Rewrite the data from its first line through the line containing "48], [104, 53]]", inclusive, changing "red jacket" to "crimson jacket" and keeping everything else the same. Return only those lines.

- - -

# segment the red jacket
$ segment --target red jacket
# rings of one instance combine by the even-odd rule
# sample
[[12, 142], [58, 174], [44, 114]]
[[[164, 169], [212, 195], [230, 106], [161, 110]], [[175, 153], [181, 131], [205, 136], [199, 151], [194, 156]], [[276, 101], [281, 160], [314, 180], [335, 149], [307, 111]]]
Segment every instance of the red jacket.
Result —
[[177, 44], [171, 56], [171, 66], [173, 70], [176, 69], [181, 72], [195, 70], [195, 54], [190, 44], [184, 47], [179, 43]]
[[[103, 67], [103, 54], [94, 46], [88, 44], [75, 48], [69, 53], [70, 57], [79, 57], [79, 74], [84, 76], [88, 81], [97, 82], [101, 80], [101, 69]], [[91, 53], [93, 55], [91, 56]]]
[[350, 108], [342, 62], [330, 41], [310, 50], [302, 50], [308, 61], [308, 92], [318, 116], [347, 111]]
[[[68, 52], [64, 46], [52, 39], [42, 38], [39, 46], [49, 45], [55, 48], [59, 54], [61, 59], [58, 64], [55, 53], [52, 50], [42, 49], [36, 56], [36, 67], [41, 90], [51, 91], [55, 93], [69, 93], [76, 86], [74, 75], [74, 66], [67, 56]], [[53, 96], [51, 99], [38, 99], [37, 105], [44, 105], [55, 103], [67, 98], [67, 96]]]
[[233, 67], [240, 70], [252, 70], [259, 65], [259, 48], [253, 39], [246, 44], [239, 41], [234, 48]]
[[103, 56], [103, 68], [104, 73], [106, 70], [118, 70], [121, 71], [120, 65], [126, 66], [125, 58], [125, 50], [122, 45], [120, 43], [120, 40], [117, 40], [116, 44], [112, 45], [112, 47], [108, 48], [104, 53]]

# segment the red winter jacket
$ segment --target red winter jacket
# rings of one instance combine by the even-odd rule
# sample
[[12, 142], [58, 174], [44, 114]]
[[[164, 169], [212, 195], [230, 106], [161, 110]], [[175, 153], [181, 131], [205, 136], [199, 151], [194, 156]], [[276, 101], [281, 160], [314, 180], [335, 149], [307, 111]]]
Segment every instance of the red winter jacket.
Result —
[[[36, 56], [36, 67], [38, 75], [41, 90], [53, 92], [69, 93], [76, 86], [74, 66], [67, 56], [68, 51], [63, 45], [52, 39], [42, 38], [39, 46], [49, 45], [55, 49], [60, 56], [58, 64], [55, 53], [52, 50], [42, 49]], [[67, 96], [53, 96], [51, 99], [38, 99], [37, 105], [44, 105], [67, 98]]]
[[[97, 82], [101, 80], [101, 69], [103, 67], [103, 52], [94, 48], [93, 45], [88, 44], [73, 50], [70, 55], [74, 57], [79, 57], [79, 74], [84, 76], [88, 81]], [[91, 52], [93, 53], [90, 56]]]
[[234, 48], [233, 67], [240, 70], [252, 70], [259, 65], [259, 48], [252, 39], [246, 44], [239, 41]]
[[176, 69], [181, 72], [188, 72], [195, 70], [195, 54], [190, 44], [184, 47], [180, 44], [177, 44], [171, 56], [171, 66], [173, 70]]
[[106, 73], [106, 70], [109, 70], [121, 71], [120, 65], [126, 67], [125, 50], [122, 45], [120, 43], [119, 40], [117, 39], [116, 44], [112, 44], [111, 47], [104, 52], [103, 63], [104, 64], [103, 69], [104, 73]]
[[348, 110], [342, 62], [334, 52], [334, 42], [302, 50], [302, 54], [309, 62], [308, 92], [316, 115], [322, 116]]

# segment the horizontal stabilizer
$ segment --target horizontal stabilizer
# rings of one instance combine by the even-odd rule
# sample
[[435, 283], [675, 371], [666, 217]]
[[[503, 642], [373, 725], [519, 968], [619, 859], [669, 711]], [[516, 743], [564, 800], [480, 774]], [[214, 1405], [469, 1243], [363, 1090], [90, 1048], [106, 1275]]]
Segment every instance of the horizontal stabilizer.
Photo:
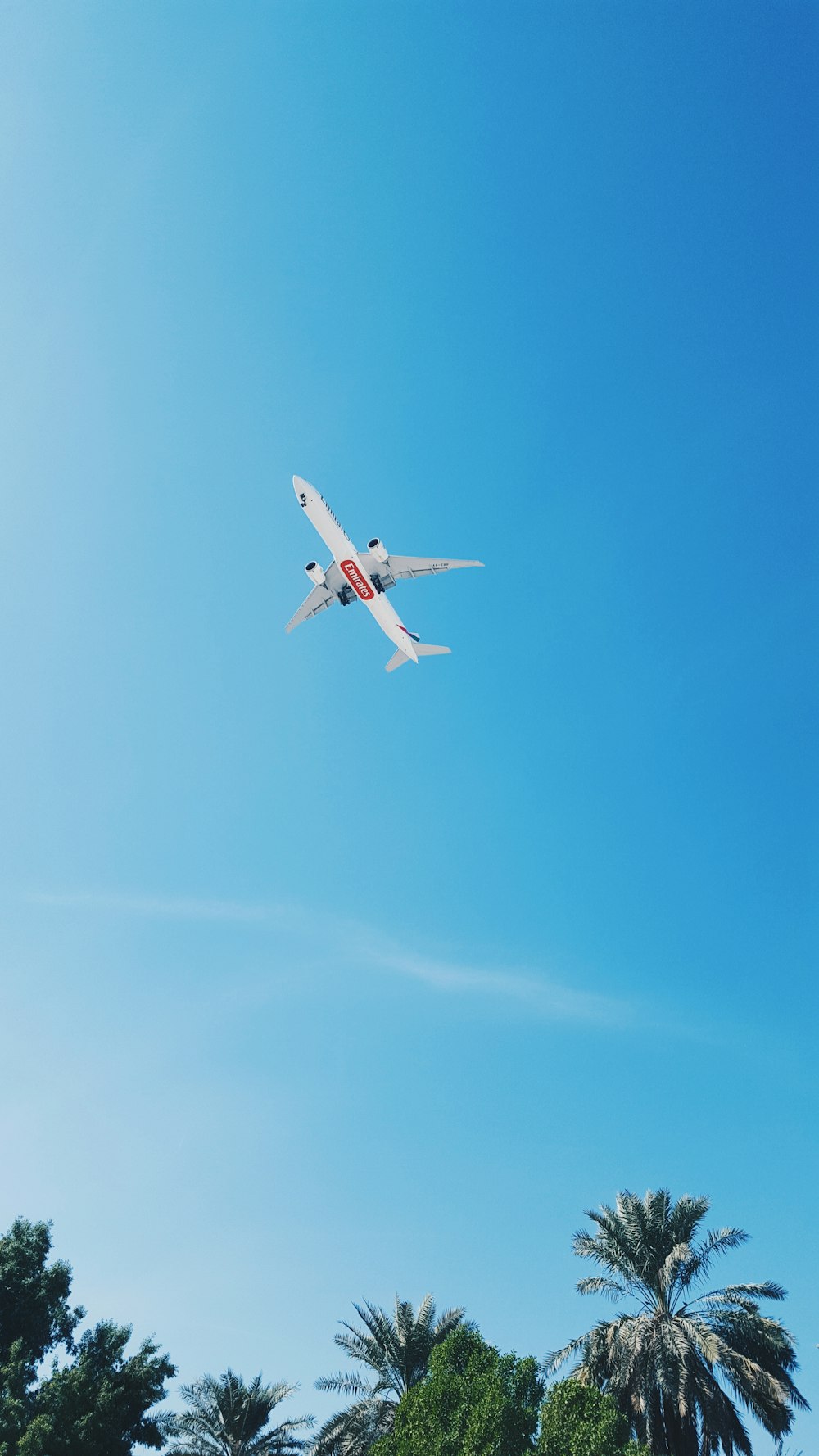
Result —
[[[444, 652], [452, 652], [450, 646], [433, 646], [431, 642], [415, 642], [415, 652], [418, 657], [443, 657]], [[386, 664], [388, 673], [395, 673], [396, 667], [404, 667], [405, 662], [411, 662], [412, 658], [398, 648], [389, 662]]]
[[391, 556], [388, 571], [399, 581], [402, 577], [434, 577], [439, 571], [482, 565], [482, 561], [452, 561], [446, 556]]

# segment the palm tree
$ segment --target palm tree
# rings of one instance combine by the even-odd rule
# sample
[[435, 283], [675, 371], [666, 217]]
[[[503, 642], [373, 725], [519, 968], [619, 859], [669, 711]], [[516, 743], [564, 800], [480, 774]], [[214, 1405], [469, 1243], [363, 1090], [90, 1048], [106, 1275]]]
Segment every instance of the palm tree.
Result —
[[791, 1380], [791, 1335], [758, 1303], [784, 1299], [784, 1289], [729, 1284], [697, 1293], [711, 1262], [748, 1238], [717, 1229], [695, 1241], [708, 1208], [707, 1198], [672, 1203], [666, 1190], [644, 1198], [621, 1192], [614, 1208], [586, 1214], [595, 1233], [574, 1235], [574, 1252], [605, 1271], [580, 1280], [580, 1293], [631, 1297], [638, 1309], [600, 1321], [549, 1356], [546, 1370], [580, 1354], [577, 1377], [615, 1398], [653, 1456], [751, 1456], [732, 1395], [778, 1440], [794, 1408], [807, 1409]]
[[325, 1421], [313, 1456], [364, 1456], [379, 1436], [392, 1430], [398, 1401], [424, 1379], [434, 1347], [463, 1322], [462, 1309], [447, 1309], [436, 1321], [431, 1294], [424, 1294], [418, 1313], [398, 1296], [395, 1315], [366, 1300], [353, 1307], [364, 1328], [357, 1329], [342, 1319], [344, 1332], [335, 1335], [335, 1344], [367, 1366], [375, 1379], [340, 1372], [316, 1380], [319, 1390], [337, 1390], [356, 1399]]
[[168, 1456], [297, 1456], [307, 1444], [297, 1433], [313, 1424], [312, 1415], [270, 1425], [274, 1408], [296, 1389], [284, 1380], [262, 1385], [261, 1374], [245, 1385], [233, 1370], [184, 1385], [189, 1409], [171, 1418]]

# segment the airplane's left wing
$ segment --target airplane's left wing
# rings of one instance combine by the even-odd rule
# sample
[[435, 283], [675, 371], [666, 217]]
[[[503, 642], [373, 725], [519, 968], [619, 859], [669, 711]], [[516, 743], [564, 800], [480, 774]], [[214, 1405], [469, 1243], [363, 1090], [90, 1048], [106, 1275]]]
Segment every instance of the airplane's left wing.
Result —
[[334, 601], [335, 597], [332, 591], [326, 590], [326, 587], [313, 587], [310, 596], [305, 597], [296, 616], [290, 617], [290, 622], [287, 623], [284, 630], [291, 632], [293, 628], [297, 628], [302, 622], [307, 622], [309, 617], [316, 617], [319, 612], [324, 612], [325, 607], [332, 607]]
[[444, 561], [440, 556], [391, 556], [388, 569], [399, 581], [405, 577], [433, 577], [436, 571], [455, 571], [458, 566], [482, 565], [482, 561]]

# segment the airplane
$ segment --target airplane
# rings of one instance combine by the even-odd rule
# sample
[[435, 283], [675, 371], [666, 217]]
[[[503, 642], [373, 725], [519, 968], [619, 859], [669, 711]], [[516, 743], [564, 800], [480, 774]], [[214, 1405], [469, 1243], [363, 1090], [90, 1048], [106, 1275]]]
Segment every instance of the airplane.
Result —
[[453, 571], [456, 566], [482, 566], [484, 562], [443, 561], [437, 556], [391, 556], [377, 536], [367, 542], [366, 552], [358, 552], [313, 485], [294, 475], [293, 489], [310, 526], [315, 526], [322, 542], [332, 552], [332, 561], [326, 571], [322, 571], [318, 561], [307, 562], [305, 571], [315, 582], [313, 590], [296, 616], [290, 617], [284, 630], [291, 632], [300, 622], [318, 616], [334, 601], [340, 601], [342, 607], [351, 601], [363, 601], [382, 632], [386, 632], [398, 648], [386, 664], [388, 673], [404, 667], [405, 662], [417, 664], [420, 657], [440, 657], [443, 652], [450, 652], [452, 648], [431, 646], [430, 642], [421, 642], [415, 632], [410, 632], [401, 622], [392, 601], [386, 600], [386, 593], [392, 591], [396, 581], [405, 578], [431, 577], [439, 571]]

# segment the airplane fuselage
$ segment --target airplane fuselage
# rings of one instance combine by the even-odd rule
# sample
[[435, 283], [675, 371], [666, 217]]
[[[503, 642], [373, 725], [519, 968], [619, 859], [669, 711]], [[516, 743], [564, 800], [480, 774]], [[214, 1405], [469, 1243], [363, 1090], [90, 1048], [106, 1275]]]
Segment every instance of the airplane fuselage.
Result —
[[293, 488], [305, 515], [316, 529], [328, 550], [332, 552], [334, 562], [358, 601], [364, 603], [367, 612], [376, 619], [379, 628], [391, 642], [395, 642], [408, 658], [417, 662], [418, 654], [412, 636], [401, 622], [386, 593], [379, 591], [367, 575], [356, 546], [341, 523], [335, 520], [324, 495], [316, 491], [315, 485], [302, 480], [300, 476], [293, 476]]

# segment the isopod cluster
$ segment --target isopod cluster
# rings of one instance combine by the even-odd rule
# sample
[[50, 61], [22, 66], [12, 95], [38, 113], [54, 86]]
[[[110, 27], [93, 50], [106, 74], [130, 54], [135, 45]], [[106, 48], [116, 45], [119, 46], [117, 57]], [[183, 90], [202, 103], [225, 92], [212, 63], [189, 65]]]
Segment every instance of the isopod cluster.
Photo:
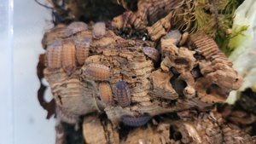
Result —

- - -

Response to this task ->
# segment the crimson jacket
$ segment --target crimson jacket
# rings of one instance combine by the even-odd rule
# sample
[[12, 142], [58, 174], [44, 114]]
[[[164, 169], [212, 195], [230, 106], [161, 110]], [[175, 153], [181, 131], [205, 136], [199, 151], [194, 156]], [[276, 101], [281, 160], [314, 180], [335, 149], [307, 111]]]
Segment every instance of the crimson jacket.
Result —
[[177, 44], [171, 56], [171, 66], [173, 70], [176, 69], [181, 72], [195, 70], [195, 54], [190, 44], [184, 47], [179, 43]]
[[[103, 67], [103, 54], [94, 46], [88, 44], [75, 48], [69, 53], [70, 57], [79, 57], [79, 74], [84, 76], [88, 81], [97, 82], [101, 80], [101, 69]], [[91, 53], [93, 55], [91, 56]]]
[[350, 108], [342, 62], [330, 41], [310, 50], [302, 50], [308, 61], [308, 92], [318, 116], [347, 111]]
[[[68, 52], [64, 46], [52, 39], [42, 38], [39, 46], [49, 45], [55, 48], [59, 54], [61, 59], [58, 64], [55, 53], [52, 50], [42, 49], [36, 56], [36, 67], [41, 90], [51, 91], [55, 93], [69, 93], [76, 86], [74, 75], [74, 66], [67, 56]], [[53, 96], [51, 99], [38, 99], [37, 105], [44, 105], [55, 103], [67, 98], [67, 96]]]
[[233, 67], [240, 70], [252, 70], [259, 65], [259, 48], [253, 39], [246, 44], [239, 41], [234, 48]]
[[103, 56], [103, 68], [104, 73], [106, 70], [118, 70], [121, 71], [120, 65], [126, 66], [125, 58], [125, 50], [122, 45], [120, 43], [120, 40], [117, 40], [116, 44], [112, 45], [112, 47], [108, 48], [104, 53]]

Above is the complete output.